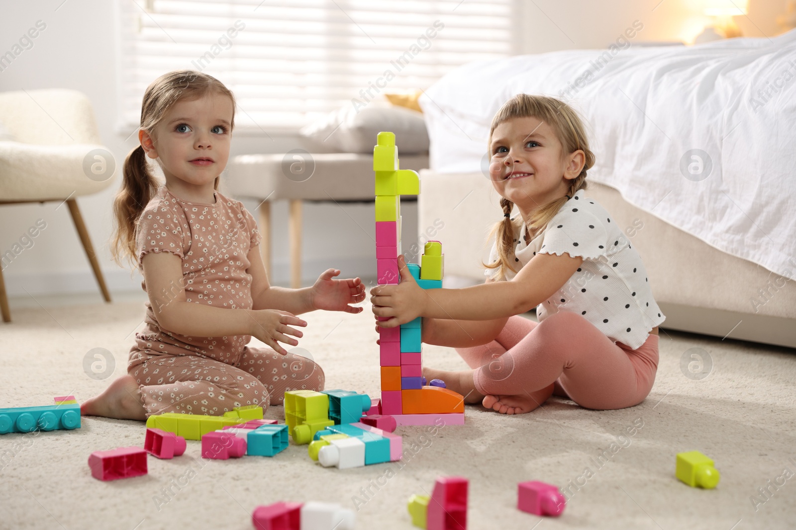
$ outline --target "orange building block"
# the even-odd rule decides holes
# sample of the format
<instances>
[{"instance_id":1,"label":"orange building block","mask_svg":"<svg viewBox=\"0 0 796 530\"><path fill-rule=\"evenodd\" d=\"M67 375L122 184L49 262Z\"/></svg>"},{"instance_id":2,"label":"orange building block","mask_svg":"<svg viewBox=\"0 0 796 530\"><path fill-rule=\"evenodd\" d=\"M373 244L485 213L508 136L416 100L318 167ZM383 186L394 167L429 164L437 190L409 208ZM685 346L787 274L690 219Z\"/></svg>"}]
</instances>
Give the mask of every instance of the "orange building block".
<instances>
[{"instance_id":1,"label":"orange building block","mask_svg":"<svg viewBox=\"0 0 796 530\"><path fill-rule=\"evenodd\" d=\"M464 398L453 390L424 386L419 390L401 390L401 408L404 414L463 412Z\"/></svg>"},{"instance_id":2,"label":"orange building block","mask_svg":"<svg viewBox=\"0 0 796 530\"><path fill-rule=\"evenodd\" d=\"M400 366L381 367L381 389L400 390Z\"/></svg>"}]
</instances>

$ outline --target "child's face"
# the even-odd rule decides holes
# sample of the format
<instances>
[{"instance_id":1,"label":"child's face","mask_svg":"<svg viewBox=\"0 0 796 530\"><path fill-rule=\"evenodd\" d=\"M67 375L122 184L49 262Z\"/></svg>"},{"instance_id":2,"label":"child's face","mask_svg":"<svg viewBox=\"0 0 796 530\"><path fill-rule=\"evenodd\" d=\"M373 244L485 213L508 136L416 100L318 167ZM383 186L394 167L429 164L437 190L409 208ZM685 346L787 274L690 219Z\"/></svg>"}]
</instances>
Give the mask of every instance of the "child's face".
<instances>
[{"instance_id":1,"label":"child's face","mask_svg":"<svg viewBox=\"0 0 796 530\"><path fill-rule=\"evenodd\" d=\"M151 136L142 131L146 155L160 159L167 184L212 185L229 159L232 110L228 97L207 94L174 103Z\"/></svg>"},{"instance_id":2,"label":"child's face","mask_svg":"<svg viewBox=\"0 0 796 530\"><path fill-rule=\"evenodd\" d=\"M526 219L536 208L567 195L585 161L580 150L562 157L552 128L536 118L514 118L495 127L490 154L492 185Z\"/></svg>"}]
</instances>

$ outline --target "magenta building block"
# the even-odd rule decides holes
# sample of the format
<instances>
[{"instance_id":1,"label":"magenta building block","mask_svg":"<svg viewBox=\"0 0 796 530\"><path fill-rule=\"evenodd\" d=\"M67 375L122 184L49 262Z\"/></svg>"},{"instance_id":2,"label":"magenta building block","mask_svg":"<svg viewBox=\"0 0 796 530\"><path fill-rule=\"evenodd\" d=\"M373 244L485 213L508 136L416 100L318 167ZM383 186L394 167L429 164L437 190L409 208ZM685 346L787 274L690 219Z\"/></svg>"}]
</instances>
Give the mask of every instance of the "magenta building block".
<instances>
[{"instance_id":1,"label":"magenta building block","mask_svg":"<svg viewBox=\"0 0 796 530\"><path fill-rule=\"evenodd\" d=\"M400 280L396 260L376 260L377 283L379 285L397 285Z\"/></svg>"},{"instance_id":2,"label":"magenta building block","mask_svg":"<svg viewBox=\"0 0 796 530\"><path fill-rule=\"evenodd\" d=\"M275 502L257 506L252 523L257 530L301 530L301 502Z\"/></svg>"},{"instance_id":3,"label":"magenta building block","mask_svg":"<svg viewBox=\"0 0 796 530\"><path fill-rule=\"evenodd\" d=\"M539 481L520 482L517 486L517 508L534 515L561 515L567 505L567 499L552 484Z\"/></svg>"},{"instance_id":4,"label":"magenta building block","mask_svg":"<svg viewBox=\"0 0 796 530\"><path fill-rule=\"evenodd\" d=\"M158 458L173 458L185 452L185 439L162 429L146 429L144 451Z\"/></svg>"},{"instance_id":5,"label":"magenta building block","mask_svg":"<svg viewBox=\"0 0 796 530\"><path fill-rule=\"evenodd\" d=\"M423 364L423 354L419 351L402 351L400 354L400 366Z\"/></svg>"},{"instance_id":6,"label":"magenta building block","mask_svg":"<svg viewBox=\"0 0 796 530\"><path fill-rule=\"evenodd\" d=\"M400 377L422 377L423 365L401 365Z\"/></svg>"},{"instance_id":7,"label":"magenta building block","mask_svg":"<svg viewBox=\"0 0 796 530\"><path fill-rule=\"evenodd\" d=\"M381 413L400 414L401 406L400 390L384 390L381 393Z\"/></svg>"},{"instance_id":8,"label":"magenta building block","mask_svg":"<svg viewBox=\"0 0 796 530\"><path fill-rule=\"evenodd\" d=\"M400 366L400 342L380 342L379 358L381 366Z\"/></svg>"},{"instance_id":9,"label":"magenta building block","mask_svg":"<svg viewBox=\"0 0 796 530\"><path fill-rule=\"evenodd\" d=\"M381 414L369 414L368 416L363 416L360 419L359 423L375 427L377 429L381 429L382 431L386 431L387 432L394 432L396 427L398 425L398 424L396 423L396 419L392 416Z\"/></svg>"},{"instance_id":10,"label":"magenta building block","mask_svg":"<svg viewBox=\"0 0 796 530\"><path fill-rule=\"evenodd\" d=\"M466 530L467 479L439 477L428 501L428 530Z\"/></svg>"},{"instance_id":11,"label":"magenta building block","mask_svg":"<svg viewBox=\"0 0 796 530\"><path fill-rule=\"evenodd\" d=\"M92 476L103 481L146 474L146 451L141 447L96 451L88 456Z\"/></svg>"},{"instance_id":12,"label":"magenta building block","mask_svg":"<svg viewBox=\"0 0 796 530\"><path fill-rule=\"evenodd\" d=\"M240 458L245 454L246 440L235 435L214 431L201 437L203 458L226 460L229 458Z\"/></svg>"},{"instance_id":13,"label":"magenta building block","mask_svg":"<svg viewBox=\"0 0 796 530\"><path fill-rule=\"evenodd\" d=\"M384 417L384 416L383 416ZM373 434L379 435L380 436L384 436L384 438L389 439L390 441L390 462L397 462L401 459L401 455L404 454L404 439L402 439L398 435L394 435L392 432L388 432L383 429L380 429L377 427L373 427L372 425L368 425L367 424L351 424L355 427L358 427L361 429L373 432Z\"/></svg>"},{"instance_id":14,"label":"magenta building block","mask_svg":"<svg viewBox=\"0 0 796 530\"><path fill-rule=\"evenodd\" d=\"M396 246L400 238L398 235L397 221L376 222L376 246Z\"/></svg>"}]
</instances>

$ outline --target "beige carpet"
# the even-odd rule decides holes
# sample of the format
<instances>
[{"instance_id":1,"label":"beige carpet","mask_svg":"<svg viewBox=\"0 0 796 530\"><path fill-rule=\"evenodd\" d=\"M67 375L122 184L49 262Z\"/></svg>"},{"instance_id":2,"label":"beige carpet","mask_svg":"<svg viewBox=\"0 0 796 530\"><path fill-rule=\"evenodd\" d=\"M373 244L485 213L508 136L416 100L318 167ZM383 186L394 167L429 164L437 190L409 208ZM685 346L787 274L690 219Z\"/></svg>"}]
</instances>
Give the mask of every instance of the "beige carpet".
<instances>
[{"instance_id":1,"label":"beige carpet","mask_svg":"<svg viewBox=\"0 0 796 530\"><path fill-rule=\"evenodd\" d=\"M0 325L2 406L49 404L68 393L81 401L125 373L132 334L143 317L140 301L43 305L13 306L14 323ZM369 308L358 315L306 318L300 346L324 366L327 388L377 395L378 350ZM357 528L411 528L407 498L430 493L441 474L470 479L474 529L794 528L793 350L673 331L661 338L657 380L639 406L594 412L553 400L511 417L468 407L463 427L435 433L400 429L407 451L400 465L324 469L305 447L295 446L273 458L202 461L199 443L189 442L185 456L150 457L148 475L106 483L92 478L88 455L142 446L142 423L88 417L74 431L3 435L0 528L250 528L258 505L322 501L356 505ZM84 371L93 348L113 353L111 377L95 381ZM704 379L681 369L690 348L702 348L712 359ZM464 367L453 350L427 346L424 352L429 366ZM266 416L282 414L282 408L272 408ZM627 429L639 424L629 435ZM599 462L603 450L607 456ZM691 450L716 460L721 472L716 489L693 489L675 479L675 454ZM580 486L569 486L560 518L542 520L516 509L517 484L527 480ZM767 499L761 487L768 488Z\"/></svg>"}]
</instances>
........
Gather and copy out, in full, each line of the items above that contains the word "every".

Give the mask of every instance of the "orange building block".
Give the mask of every instance of the "child's face".
Give the mask of every instance of the "magenta building block".
Give the mask of every instance of the "beige carpet".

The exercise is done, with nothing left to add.